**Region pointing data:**

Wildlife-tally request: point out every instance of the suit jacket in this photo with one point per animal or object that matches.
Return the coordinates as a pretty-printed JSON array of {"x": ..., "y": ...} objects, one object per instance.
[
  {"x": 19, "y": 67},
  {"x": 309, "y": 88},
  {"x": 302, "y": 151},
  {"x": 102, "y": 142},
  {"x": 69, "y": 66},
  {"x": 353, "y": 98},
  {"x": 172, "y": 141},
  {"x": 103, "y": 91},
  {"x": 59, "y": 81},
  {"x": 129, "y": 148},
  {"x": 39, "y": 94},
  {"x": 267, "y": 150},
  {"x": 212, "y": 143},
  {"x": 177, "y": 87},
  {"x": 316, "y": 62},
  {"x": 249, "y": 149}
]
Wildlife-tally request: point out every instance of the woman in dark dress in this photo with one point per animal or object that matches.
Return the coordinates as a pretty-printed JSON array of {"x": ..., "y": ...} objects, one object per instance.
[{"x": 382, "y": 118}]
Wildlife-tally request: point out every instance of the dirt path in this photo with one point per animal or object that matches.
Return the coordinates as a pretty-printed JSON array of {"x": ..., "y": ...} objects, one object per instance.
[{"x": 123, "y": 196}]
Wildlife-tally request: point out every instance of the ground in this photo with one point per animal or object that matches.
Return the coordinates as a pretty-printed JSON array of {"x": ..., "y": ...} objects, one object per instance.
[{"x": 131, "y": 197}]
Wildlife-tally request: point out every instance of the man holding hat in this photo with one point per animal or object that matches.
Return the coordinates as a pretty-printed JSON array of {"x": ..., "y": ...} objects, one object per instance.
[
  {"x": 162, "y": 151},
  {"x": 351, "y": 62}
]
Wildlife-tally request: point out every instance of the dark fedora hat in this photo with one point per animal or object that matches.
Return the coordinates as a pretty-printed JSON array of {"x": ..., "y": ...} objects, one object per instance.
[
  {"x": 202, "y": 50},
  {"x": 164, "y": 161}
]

**What the exercise asks:** Please copy each line of the entries in which the word "dark" shows up.

**Your solution:**
Wildlife-tally request: point out every instance of the woman in dark dress in this photo with one point per animal or object that matches.
Wildlife-tally request: point out every instance of the dark fedora hat in this photo with one point per animal or object that matches.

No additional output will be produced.